== Task instructions ==
Working down the material below, reproduce exactly every line from the one containing "Query: distant bench" to the last line, and only those.
**********
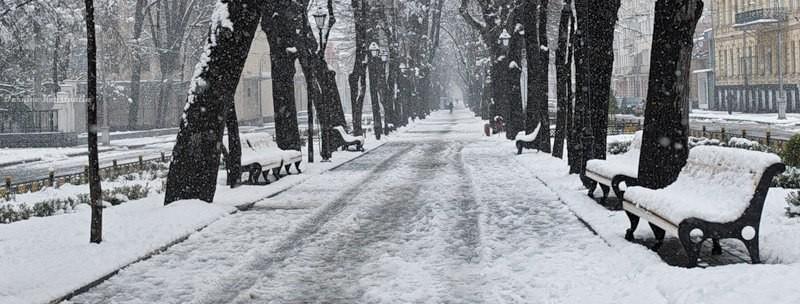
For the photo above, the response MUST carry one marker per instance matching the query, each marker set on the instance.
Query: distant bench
(350, 140)
(527, 141)
(719, 194)
(260, 156)
(610, 172)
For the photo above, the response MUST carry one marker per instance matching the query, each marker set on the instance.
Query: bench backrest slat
(728, 167)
**********
== Task output ==
Query: distant bench
(350, 140)
(527, 141)
(719, 194)
(260, 156)
(610, 172)
For the photo above, the response MUST carry one marker per instance matching the query, each marker set on the instance.
Query: bench backrest slat
(728, 167)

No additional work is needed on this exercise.